(Dataset entries)
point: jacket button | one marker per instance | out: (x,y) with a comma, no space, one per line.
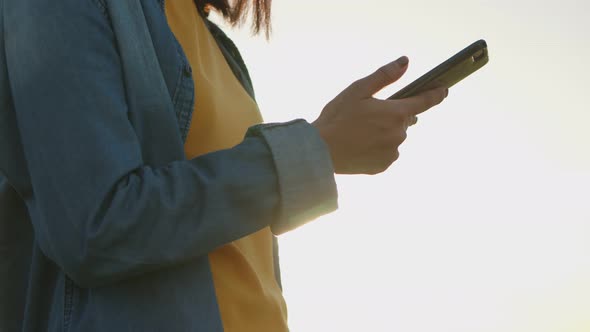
(187,71)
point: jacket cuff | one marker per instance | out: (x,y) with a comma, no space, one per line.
(304,169)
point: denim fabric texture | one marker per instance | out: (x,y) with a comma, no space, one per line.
(104,224)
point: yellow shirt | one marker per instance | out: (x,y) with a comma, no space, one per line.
(248,294)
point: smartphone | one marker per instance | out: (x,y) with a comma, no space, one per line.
(450,72)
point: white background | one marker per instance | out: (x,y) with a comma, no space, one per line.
(483,224)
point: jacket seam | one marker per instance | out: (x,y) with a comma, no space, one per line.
(68,302)
(102,7)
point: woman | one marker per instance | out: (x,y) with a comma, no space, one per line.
(118,215)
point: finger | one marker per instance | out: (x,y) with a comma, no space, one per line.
(424,101)
(366,87)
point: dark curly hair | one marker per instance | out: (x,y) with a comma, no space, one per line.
(236,12)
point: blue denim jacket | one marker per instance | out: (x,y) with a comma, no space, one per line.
(104,224)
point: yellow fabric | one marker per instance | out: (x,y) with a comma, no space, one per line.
(248,295)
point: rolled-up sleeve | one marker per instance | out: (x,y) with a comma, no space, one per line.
(98,210)
(305,172)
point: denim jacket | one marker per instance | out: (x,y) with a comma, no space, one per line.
(104,224)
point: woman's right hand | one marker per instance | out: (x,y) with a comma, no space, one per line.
(363,133)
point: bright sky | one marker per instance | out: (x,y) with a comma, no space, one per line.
(483,224)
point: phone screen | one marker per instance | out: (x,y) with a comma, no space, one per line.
(449,72)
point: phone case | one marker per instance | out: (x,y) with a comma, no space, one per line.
(450,72)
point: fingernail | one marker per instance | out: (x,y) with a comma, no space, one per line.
(402,61)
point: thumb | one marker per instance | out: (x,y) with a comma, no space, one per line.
(366,87)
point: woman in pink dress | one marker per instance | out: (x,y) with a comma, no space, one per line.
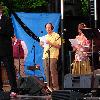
(81,64)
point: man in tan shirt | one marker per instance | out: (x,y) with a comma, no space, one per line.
(51,45)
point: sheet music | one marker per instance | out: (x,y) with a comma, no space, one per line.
(74,42)
(43,39)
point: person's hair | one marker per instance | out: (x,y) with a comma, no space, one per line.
(52,27)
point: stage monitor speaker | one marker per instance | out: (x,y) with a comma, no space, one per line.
(31,85)
(80,81)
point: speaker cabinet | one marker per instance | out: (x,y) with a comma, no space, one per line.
(81,81)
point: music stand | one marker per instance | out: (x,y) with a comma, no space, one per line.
(91,34)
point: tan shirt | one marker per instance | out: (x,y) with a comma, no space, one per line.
(56,40)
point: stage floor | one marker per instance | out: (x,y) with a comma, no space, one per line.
(26,97)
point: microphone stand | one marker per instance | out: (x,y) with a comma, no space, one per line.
(33,48)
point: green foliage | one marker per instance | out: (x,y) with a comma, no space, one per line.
(22,5)
(28,5)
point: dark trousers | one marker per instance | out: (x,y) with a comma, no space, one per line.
(9,65)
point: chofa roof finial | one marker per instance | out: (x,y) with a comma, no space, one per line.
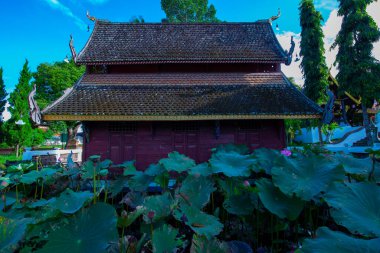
(291,51)
(90,17)
(273,18)
(72,48)
(34,110)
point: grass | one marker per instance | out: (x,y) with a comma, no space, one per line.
(12,157)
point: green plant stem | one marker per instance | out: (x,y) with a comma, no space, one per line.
(371,174)
(94,184)
(35,191)
(271,231)
(122,240)
(151,230)
(5,201)
(212,202)
(17,194)
(42,189)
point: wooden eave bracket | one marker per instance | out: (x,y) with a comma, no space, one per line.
(34,110)
(273,18)
(289,55)
(93,19)
(72,49)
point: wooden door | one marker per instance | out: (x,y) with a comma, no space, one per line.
(186,139)
(122,142)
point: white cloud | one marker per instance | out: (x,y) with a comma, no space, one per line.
(326,4)
(6,115)
(57,5)
(97,1)
(330,29)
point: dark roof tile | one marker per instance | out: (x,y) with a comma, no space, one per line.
(126,43)
(186,95)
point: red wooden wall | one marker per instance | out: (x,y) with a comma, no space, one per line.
(148,142)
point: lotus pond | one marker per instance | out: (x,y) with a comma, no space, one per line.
(265,201)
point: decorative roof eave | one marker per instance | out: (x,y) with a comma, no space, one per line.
(50,117)
(72,49)
(34,110)
(178,61)
(282,57)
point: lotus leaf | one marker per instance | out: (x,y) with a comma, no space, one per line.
(9,199)
(89,231)
(165,239)
(47,172)
(231,186)
(126,221)
(239,247)
(200,244)
(103,172)
(265,159)
(30,177)
(162,180)
(306,176)
(338,242)
(154,170)
(133,199)
(357,166)
(117,186)
(104,164)
(70,162)
(277,202)
(241,204)
(195,191)
(177,162)
(12,231)
(356,206)
(70,202)
(200,222)
(94,157)
(89,169)
(240,149)
(140,181)
(232,164)
(4,182)
(202,169)
(40,203)
(157,207)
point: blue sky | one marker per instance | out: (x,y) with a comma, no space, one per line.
(38,30)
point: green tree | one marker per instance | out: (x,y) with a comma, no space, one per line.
(3,101)
(137,20)
(359,71)
(16,134)
(51,81)
(313,63)
(189,11)
(3,95)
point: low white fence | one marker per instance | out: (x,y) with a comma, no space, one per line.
(53,155)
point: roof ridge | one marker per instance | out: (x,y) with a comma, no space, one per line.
(66,93)
(100,21)
(307,99)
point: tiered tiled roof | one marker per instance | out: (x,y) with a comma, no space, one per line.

# [TASK]
Print, exactly and only, the lines running from the one with "point: lotus pond" to the end of the data above.

# [OUTPUT]
point: lotus pond | one marker per instance | out: (x,y) with a comma, no space, one per line.
(265,201)
point: decorative roof eave | one marker per instance | out: (x,y) with a comma, no space, one per line.
(50,117)
(72,49)
(34,110)
(178,61)
(282,57)
point: lotus leaf | one marker per instance | out: (x,y) with a comma, no space, one per line.
(9,199)
(89,231)
(165,239)
(47,172)
(231,186)
(126,221)
(239,247)
(200,244)
(103,172)
(265,159)
(30,177)
(162,180)
(306,176)
(338,242)
(154,170)
(133,199)
(357,166)
(117,186)
(104,164)
(70,162)
(277,202)
(241,204)
(195,191)
(177,162)
(12,231)
(356,206)
(70,202)
(200,222)
(94,157)
(89,169)
(240,149)
(140,181)
(232,164)
(4,182)
(202,169)
(40,203)
(157,207)
point: blue sky | one marker per instance | out: (x,y) with a comma, no space, one per line.
(38,30)
point: green tree | one marker per instance | out: (x,y) with a comma, no space, one per line.
(3,101)
(137,20)
(359,71)
(16,134)
(51,81)
(313,63)
(189,11)
(3,95)
point: low white fence | one marker per instance | out: (x,y) with a comma, no space, one per line.
(53,155)
point: roof ridge | one marker per instance | out: (x,y) with a comma, no space, one per line.
(66,93)
(100,21)
(307,99)
point: tiered tiled roof | one marker per instance | out: (x,y) with a comma, no space, one per line.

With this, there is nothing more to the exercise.